-- AIM OF THE EXERCISE --
Edit the data below by changing "write the coordinates" to "record the coordinates" everywhere it occurs, and reproduce the rest without any change.

(Data listing)
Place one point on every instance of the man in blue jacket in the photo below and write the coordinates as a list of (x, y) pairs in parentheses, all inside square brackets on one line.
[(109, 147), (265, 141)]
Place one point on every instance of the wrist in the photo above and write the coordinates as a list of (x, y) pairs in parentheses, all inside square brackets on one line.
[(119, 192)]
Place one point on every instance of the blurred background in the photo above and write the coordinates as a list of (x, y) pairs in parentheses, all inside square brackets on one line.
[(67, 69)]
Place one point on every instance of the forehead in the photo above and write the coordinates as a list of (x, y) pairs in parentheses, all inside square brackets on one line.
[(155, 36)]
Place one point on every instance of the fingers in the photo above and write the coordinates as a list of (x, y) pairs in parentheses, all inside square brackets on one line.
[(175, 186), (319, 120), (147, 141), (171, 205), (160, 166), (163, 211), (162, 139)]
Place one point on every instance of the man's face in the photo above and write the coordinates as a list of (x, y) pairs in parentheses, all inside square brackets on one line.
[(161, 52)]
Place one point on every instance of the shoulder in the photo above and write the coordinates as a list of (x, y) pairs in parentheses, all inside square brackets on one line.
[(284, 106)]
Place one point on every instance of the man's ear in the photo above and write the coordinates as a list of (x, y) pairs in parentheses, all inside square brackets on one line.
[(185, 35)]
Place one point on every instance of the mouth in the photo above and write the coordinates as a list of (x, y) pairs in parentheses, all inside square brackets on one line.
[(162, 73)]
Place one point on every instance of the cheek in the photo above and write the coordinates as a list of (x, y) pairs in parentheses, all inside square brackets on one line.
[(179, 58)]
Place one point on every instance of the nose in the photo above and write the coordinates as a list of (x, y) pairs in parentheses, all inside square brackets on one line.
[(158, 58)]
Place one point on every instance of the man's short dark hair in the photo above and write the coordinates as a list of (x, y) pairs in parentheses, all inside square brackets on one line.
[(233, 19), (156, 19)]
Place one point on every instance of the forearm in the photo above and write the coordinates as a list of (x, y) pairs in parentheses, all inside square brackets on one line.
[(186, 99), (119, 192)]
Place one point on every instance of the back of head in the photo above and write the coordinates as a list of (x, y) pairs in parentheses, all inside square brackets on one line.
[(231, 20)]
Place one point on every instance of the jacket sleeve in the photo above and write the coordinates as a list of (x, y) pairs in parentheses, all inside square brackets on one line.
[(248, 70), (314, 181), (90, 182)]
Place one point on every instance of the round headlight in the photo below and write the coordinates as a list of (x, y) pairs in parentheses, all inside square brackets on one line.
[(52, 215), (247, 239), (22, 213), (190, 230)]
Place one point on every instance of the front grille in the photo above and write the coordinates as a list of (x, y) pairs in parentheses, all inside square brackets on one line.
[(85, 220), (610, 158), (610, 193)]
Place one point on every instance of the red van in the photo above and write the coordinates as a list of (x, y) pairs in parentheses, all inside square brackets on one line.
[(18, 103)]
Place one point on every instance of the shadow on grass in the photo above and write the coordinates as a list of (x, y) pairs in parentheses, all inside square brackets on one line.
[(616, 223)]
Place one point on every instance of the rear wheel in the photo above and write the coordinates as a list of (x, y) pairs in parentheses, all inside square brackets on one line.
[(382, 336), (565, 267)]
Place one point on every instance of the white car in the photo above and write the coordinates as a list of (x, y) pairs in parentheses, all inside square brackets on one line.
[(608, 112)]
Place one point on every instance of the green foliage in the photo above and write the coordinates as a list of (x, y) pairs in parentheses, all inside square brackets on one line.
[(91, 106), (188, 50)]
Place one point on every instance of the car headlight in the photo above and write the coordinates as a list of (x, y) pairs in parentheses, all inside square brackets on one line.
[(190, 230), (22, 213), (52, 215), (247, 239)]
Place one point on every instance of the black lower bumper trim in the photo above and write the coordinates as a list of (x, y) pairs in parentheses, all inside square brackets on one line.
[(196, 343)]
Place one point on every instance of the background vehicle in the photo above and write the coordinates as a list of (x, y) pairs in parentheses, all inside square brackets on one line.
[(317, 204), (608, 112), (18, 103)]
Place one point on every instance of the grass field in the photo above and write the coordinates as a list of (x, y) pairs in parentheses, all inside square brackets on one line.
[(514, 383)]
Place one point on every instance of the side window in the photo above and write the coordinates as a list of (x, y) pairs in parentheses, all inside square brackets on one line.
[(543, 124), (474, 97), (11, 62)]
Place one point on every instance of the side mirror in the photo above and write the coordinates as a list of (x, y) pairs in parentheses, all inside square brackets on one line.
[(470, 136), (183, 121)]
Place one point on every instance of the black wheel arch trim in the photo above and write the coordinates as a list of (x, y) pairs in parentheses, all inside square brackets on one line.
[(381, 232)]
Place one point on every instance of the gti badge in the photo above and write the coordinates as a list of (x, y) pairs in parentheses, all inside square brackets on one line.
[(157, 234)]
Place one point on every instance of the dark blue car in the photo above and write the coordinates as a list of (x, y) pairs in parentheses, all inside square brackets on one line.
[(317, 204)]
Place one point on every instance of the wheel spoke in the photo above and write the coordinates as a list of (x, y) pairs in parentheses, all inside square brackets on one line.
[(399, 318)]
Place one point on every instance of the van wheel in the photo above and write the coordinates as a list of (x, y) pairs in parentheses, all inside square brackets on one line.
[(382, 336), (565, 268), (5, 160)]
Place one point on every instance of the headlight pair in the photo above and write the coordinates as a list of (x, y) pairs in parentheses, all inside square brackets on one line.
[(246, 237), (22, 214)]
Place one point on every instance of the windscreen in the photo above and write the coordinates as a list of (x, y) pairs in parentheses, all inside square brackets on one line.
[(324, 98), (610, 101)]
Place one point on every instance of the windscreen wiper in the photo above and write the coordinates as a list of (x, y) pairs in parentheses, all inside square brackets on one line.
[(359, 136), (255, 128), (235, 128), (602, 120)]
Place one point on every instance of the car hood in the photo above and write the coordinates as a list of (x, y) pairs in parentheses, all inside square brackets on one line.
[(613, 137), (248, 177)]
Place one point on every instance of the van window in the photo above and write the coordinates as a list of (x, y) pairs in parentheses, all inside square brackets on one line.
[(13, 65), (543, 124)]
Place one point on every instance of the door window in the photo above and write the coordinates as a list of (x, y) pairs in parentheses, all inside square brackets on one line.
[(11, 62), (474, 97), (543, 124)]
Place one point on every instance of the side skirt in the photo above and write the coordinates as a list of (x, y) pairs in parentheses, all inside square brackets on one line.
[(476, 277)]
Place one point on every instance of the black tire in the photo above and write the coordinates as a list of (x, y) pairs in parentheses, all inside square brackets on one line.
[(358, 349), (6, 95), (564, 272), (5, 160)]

-- REPLY --
Place one point on every instance of the man in blue jacket in the photo below and record the coordinates as a list of (x, y) pairs in parentheses, all inside square brackets on one line.
[(109, 147), (265, 141)]
Place one point on every instance of the wrist in the photo above and record the coordinates as a list of (x, y) pairs in parentheses, all inside square brackets on one line.
[(119, 192)]
Place one point on every instance of the blurred background in the photo above and record the coordinates as a list of (x, y) pairs in parentheses, all inside square brackets on one line.
[(67, 69)]
Place one point on every instance of the forehead in the photo above and record the coordinates as a list of (x, y) pairs in parentheses, all inside square brackets on one line.
[(155, 36)]
Place one point on every instance of the fingers in the photo above and record the coordinates as a list of (x, y) pairs in parentheses, all inside square brackets on one line.
[(175, 186), (319, 120), (147, 141), (171, 205), (160, 166), (163, 211), (162, 139)]
Place one point on every instance of the man's face in the photo above and record the coordinates as a list of (x, y) pairs in parentheses, all inside square brackets on one line.
[(161, 52)]
Place one point on every instance of the shoulder in the photo above and record the coordinates as a list of (x, y) pairs in parentheses, all inside square brackets on one line.
[(284, 106)]
Place one point on every instance of the man's ear in the photo above and record the coordinates as a list of (x, y) pairs in parentheses, all inside square brackets on one line.
[(185, 35)]
Place one point on every instance of the mouth in the photo above and record the coordinates as a list of (x, y) pairs in parentheses, all inside square brackets on one line.
[(162, 73)]
Place one point on every instance of the cheek in the photo above and record the coordinates as a list of (x, y) pairs in parentheses, all inside square brackets on one line.
[(179, 58)]
Place one point on every instance of the nose in the photo above and record the coordinates as a list of (x, y) pairs in parentheses, all inside square brackets on one line.
[(158, 58)]
Place one point on every instance of the man's short dark hair in the photo above and record the coordinates as a list of (x, y) pairs in parentheses, all inside square brackets on one line.
[(233, 19), (156, 19)]
Place one point on every instance of the forearm in the photo above and record the coordinates as a list of (x, y) pairs in parentheses, all inside square brackets on one line.
[(186, 99), (119, 192)]
Place one point on every instance of the back of head in the photo above and record the coordinates as a list of (x, y) pairs in parentheses, all inside square brackets on one line.
[(231, 20)]
Place one point on every instance of the jacket sleeve in the photo above and record the coordinates as a list of (x, y) pairs in parentheses, all inside square brackets on one line.
[(248, 70), (314, 181), (90, 182)]
Place one point on every instance of the round headlight in the photo below and record the coordinates as a list of (x, y) pairs in parentheses, all inside square brackets on one line.
[(52, 215), (247, 239), (22, 213), (190, 230)]
Place one point on every instance of the front grille in the photo above and record the coordinates as a list of (x, y) pairs in parentheses, all inside square brackets on one line.
[(85, 220), (610, 158), (610, 193)]
Place one point on every instance of the red van in the photo above and record the coordinates as a list of (x, y) pairs in parentheses, all inside square brackets on one line.
[(18, 103)]
Place one point on every instance of the shadow on grass in the photo above and record the coordinates as a list of (x, y) pairs in parentheses, all inside square brackets on one line.
[(616, 223)]
Place one point on every instance of the rear wheel in the photo above and record the coordinates as a list of (x, y) pairs in parentheses, all inside square brackets on one line.
[(382, 336), (565, 267)]
Place one point on every instance of the white car in the photo above and record the coordinates as a list of (x, y) pairs in parentheses, all inside square brackets on one line.
[(608, 112)]
Place one point on every instance of the green foliage in the photo above and record the coordinates as a list of (x, y) pairs in parentheses, all inside square brackets on one line.
[(91, 106), (188, 50)]
Place one point on every instance of the car headlight in the photo above and record the coordinates as a list of (x, y) pairs in parentheses, all inside square brackets on one line.
[(190, 230), (22, 213), (52, 215), (247, 239)]
Place one point on every instance of the black lower bumper trim in the photo above and record the coordinates as a list of (x, y) pairs in parentheses, all inside square brackets on one line.
[(196, 343)]
Place one point on every instance of the background vehicle in the photo above and record the coordinates as a list of (x, y) pairs in parentheses, all inside square brackets on one line.
[(317, 204), (608, 112), (18, 103)]
Place one point on every instance of the grass field in the photo above and record the coordinates as a list of (x, y) pairs in parentheses, all inside square brackets on one line.
[(514, 383)]
Place one point on every instance of the side window in the photo above and record the coordinates as a list of (x, y) pairs in parentheses, all inside square brackets on one line.
[(543, 124), (474, 97), (11, 62)]
Place one point on every instance of the side mirror in the photo above and record the coordinates as a list of (x, y) pairs in parentheses, all inside square brackets on one line.
[(470, 136), (183, 121)]
Place one point on every instance of the black wheel arch trim in the photo above and record the coordinates as a list of (x, y) pairs in parentheses, all inside square brackets on one line.
[(381, 232)]
Place one point on every instance of the gti badge in the photo above and record the coordinates as a list of (x, y) pairs in parentheses, all inside square brackets on one line.
[(157, 234)]
Place one point on every instance of the dark blue car in the photo above and record the coordinates as a list of (x, y) pairs in parentheses, all inside square brackets on one line.
[(317, 204)]
Place one point on every instance of the wheel spoke in the photo above and record the coordinates as a list of (x, y) pairs in parentheses, all inside square brackets on one line.
[(399, 318)]
Place one point on every instance of the van wheel in the photo above and record the coordinates as a list of (x, y) pairs in parentheses, all inside square brackets on one line.
[(382, 336), (565, 268), (5, 160)]
Place one point on every instance of the headlight pair in the photo above and record the coordinates as a list of (x, y) pairs in parentheses, all inside square brackets on one line.
[(246, 237), (22, 214)]
Place one point on every instance of the windscreen in the photo above and record the coordinates as a list of (x, y) pairs in parentheses, all inside square brackets on one line.
[(324, 98), (610, 101)]
Place one point on every instance of the windscreen wiper in the photo above and record the coordinates as a list of (x, y) pairs in parentheses, all inside square brackets on one line.
[(359, 136), (255, 128), (235, 128), (602, 120)]
Place one point on every instance of the car hood in the photo above and record the coordinates as a list of (x, y) pairs in parentheses, all inside square brackets on one line.
[(613, 137), (248, 177)]
Place one point on every instance of the van window in the photo above and record the coordinates as a list of (x, y) pairs in parentheses, all inside square brackets on one line.
[(13, 65), (543, 124)]
Place one point on every instance of the door window in the photo above and record the coordinates as a list of (x, y) pairs in parentheses, all inside square brackets on one line.
[(11, 62), (474, 97), (543, 124)]
Place one point on every instance of the side skirt in the photo above and record the coordinates as a list of (x, y) pairs in parentheses, all inside square brackets on one line.
[(476, 277)]
Place one point on every instance of the black tire in the photo above and record the coordinates as a list of (x, y) pairs in parentheses, all inside square brackets on one line.
[(358, 349), (6, 95), (564, 272), (5, 160)]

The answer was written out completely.